» **Testo fornito**
------------------------------------

Corte di Cassazione, sezione VI, sentenza 2 maggio 2016, n. 18182.

Punibile per indebita induzione l’ispettore del lavoro che, abusando della sua qualità e dei suoi poteri, induce il titolare di uno studio professionale ad affidare a suo figlio incarichi di consulenza lasciando intendere che in tal modo non avrebbe subito più controlli e che avrebbe potuto chiudere le infrazioni rilevate con pochi soldi.

 

Cassazione 4

Suprema Corte di Cassazione

sezione VI

sentenza 2 maggio 2016, n. 18182

REPUBBLICA ITALIANA

IN NOME DEL POPOLO ITALIANO

LA CORTE SUPREMA DI CASSAZIONE

SEZIONE SESTA PENALE

Composta dagli Ill.mi Sigg.ri Magistrati:

Dott. CONTI Giovanni – Presidente

Dott. MOGINI Stefano – Consigliere

Dott. CRISCUOLO Anna – Consigliere

Dott. DI SALVO Emanuele – rel. Consigliere

Dott. CORBO Antonio – Consigliere

ha pronunciato la seguente:

SENTENZA

sul ricorso proposto da:

(OMISSIS), nato il (OMISSIS);

avverso la sentenza del 24/04/2015 della CORTE APPELLO di CATANIA;

visti gli atti, il provvedimento impugnato e il ricorso udito in PUBBLICA UDIENZA del 15/03/2016, la relazione svolta dal Consigliere EMANUELE DI SALVO;

Udito il Procuratore Generale in persona del ROBERTO ANIELLO che ha concluso per l’annullamento senza rinvio per prescrizione previa riqualificazione del fatto ex articolo 319 quater c.p.;

l’avv. (OMISSIS) difensore del ricorrente il quale insiste per l’accoglimento del ricorso.

------------------------------------

(Record di origine)
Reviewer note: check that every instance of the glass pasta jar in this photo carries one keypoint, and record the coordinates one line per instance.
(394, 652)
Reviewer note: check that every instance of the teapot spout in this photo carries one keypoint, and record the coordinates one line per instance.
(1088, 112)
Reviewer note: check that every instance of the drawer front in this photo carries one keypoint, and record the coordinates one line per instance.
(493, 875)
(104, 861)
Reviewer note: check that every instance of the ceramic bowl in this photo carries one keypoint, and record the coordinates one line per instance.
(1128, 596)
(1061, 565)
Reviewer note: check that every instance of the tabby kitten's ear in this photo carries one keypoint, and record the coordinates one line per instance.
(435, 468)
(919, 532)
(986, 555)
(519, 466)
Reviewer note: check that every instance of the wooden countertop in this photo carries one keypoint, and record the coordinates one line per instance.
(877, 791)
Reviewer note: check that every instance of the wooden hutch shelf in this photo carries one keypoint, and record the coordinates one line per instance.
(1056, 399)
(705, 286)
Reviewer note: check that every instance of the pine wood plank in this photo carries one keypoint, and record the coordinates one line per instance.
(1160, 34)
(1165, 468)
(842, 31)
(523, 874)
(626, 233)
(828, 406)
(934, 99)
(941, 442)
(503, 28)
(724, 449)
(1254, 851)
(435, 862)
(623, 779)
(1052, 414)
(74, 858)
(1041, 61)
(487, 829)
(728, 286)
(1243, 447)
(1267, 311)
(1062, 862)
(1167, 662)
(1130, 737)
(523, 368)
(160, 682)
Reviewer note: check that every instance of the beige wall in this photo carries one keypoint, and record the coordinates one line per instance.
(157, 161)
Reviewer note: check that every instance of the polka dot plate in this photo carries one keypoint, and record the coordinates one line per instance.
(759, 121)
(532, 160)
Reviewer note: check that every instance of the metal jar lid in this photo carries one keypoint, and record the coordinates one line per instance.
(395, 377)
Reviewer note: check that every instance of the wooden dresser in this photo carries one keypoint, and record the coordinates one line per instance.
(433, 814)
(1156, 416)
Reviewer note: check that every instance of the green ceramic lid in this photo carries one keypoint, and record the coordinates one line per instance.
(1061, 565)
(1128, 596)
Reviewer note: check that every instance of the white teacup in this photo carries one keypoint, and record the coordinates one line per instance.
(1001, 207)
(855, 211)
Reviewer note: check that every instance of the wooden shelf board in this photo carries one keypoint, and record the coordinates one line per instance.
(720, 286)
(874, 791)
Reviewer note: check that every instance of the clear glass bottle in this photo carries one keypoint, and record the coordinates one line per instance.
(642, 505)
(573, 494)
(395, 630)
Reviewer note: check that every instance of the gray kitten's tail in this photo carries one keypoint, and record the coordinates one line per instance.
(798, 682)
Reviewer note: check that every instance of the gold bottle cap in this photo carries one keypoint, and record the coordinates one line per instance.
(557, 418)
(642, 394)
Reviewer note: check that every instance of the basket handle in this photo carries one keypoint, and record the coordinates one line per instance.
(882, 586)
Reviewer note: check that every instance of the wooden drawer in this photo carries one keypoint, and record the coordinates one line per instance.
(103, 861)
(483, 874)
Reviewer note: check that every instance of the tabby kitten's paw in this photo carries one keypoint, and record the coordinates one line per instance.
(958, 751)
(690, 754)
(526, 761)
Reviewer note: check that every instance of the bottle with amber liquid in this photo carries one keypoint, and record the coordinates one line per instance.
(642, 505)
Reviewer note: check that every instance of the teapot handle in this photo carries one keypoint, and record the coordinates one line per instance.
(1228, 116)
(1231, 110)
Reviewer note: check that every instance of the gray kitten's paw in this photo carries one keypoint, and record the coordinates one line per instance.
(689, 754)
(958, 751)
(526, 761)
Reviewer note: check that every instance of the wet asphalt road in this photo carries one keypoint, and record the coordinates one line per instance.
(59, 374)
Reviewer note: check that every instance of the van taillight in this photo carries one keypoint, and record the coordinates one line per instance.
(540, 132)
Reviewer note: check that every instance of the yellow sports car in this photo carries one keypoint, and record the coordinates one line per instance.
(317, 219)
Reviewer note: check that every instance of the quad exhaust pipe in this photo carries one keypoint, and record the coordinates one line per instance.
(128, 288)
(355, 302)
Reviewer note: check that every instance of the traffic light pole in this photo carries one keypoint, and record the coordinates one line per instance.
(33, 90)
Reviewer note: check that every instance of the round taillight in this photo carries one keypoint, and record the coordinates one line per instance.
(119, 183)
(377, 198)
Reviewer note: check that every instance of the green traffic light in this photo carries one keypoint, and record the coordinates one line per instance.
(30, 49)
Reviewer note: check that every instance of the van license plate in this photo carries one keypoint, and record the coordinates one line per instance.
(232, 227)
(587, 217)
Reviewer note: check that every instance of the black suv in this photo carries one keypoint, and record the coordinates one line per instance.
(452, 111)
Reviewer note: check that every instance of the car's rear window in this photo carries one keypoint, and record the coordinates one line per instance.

------------------------------------

» **Compito assegnato**
Riscrivi per intero il testo sulla sentenza della Cassazione, parola per parola e senza cambiare nulla.

» **Soluzione dell'esercizio**
Corte di Cassazione, sezione VI, sentenza 2 maggio 2016, n. 18182.

Punibile per indebita induzione l’ispettore del lavoro che, abusando della sua qualità e dei suoi poteri, induce il titolare di uno studio professionale ad affidare a suo figlio incarichi di consulenza lasciando intendere che in tal modo non avrebbe subito più controlli e che avrebbe potuto chiudere le infrazioni rilevate con pochi soldi.

 

Cassazione 4

Suprema Corte di Cassazione

sezione VI

sentenza 2 maggio 2016, n. 18182

REPUBBLICA ITALIANA

IN NOME DEL POPOLO ITALIANO

LA CORTE SUPREMA DI CASSAZIONE

SEZIONE SESTA PENALE

Composta dagli Ill.mi Sigg.ri Magistrati:

Dott. CONTI Giovanni – Presidente

Dott. MOGINI Stefano – Consigliere

Dott. CRISCUOLO Anna – Consigliere

Dott. DI SALVO Emanuele – rel. Consigliere

Dott. CORBO Antonio – Consigliere

ha pronunciato la seguente:

SENTENZA

sul ricorso proposto da:

(OMISSIS), nato il (OMISSIS);

avverso la sentenza del 24/04/2015 della CORTE APPELLO di CATANIA;

visti gli atti, il provvedimento impugnato e il ricorso udito in PUBBLICA UDIENZA del 15/03/2016, la relazione svolta dal Consigliere EMANUELE DI SALVO;

Udito il Procuratore Generale in persona del ROBERTO ANIELLO che ha concluso per l’annullamento senza rinvio per prescrizione previa riqualificazione del fatto ex articolo 319 quater c.p.;

l’avv. (OMISSIS) difensore del ricorrente il quale insiste per l’accoglimento del ricorso.